▸ Records to use

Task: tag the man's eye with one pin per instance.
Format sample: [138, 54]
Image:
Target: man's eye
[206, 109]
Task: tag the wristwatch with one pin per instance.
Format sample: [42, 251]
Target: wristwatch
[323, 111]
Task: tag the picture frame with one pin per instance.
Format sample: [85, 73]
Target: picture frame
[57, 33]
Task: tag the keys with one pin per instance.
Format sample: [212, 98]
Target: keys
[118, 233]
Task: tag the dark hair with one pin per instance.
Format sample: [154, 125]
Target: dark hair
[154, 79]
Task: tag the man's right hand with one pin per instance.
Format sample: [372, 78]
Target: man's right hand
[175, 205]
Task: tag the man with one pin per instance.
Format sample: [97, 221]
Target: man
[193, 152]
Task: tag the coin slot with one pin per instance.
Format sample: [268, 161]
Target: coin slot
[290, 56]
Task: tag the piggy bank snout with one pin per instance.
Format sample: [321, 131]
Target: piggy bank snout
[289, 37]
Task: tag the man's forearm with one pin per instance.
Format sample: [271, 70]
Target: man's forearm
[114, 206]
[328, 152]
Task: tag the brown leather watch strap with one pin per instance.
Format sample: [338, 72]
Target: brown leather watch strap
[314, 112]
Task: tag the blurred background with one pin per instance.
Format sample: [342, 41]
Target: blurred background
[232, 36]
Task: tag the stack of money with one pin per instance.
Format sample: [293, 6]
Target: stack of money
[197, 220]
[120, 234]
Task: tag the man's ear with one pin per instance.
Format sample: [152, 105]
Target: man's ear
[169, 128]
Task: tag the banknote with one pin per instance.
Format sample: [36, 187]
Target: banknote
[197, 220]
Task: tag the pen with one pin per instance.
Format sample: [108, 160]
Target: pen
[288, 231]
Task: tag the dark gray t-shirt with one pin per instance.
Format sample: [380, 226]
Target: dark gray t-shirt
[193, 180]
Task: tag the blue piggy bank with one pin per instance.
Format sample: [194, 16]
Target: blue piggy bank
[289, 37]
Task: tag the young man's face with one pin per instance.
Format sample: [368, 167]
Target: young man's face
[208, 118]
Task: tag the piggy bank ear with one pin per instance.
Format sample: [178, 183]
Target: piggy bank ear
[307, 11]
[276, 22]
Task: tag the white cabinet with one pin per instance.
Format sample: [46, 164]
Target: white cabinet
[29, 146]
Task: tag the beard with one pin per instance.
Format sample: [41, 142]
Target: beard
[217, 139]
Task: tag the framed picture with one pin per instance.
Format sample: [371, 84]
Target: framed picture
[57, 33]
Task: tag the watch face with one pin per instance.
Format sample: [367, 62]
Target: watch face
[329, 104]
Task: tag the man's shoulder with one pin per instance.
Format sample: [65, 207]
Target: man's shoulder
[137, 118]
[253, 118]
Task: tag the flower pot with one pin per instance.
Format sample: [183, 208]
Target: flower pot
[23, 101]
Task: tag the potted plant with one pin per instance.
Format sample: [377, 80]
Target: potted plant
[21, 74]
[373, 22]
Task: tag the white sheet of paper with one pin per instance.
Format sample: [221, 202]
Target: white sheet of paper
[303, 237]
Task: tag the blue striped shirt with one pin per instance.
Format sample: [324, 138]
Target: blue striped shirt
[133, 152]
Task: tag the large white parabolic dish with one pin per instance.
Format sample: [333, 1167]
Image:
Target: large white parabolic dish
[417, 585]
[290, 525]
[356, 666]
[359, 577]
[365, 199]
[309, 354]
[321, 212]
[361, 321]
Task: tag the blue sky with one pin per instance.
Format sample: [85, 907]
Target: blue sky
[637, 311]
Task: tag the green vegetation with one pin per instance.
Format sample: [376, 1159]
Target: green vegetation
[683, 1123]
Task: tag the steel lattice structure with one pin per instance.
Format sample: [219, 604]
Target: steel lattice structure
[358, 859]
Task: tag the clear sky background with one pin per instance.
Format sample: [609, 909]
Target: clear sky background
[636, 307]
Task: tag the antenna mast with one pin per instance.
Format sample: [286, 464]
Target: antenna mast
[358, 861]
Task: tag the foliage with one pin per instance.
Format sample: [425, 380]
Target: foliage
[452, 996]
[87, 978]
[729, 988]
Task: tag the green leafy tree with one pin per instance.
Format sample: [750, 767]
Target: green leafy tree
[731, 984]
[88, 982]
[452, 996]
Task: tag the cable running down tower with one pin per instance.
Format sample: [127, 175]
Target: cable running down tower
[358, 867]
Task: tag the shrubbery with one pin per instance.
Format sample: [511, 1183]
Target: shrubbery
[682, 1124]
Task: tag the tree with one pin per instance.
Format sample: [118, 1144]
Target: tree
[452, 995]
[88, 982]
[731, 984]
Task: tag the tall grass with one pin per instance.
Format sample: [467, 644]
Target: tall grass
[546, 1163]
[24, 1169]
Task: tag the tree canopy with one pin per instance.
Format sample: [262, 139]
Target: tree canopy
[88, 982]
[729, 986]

▸ Problem statement
Transcribe only what runs from the line with "Target: large white parabolic dish" to the last line above, keeping every line exactly as written.

▸ Reply
Target: large white parabolic dish
[417, 585]
[290, 525]
[356, 666]
[359, 577]
[365, 199]
[309, 354]
[321, 212]
[361, 321]
Task: tag the blue sky with one pin per instance.
Format sample: [85, 907]
Target: blue sky
[637, 311]
Task: tag the green vegetation with one pin per instance.
Format sample: [376, 1159]
Target: green vegetation
[683, 1123]
Task: tag the steel lattice structure with one pin per instance.
Format sample: [219, 604]
Target: steel lattice structure
[358, 859]
Task: tag the clear sky background with one pin per instance.
Format sample: [609, 909]
Target: clear sky background
[636, 307]
Task: tag the antenna mast with one pin per instance.
Format sample: [286, 464]
Target: antenna mast
[358, 861]
Task: tag the foliage with one pin per instance.
Format sample: [425, 380]
Target: foliage
[452, 996]
[87, 978]
[729, 988]
Task: tag the green leafy tree with one pin per instance.
Format sample: [750, 767]
Target: green leafy tree
[731, 984]
[88, 982]
[452, 996]
Task: tag the cable running down tower with one pin per instance.
Format sample: [127, 175]
Target: cable running down tower
[358, 867]
Task: tag the shrubbery with one pin per instance.
Format sample: [511, 1183]
Target: shrubbery
[682, 1124]
Task: tag the tree with one pin per instance.
Format sample: [118, 1144]
Target: tree
[452, 995]
[88, 982]
[731, 984]
Task: tag the tall grass with one pin per instance.
Format sample: [467, 644]
Target: tall grass
[546, 1163]
[24, 1169]
Task: tag the tree canopy with one pin per instance.
Format sample: [262, 139]
Target: tree canopy
[88, 982]
[729, 986]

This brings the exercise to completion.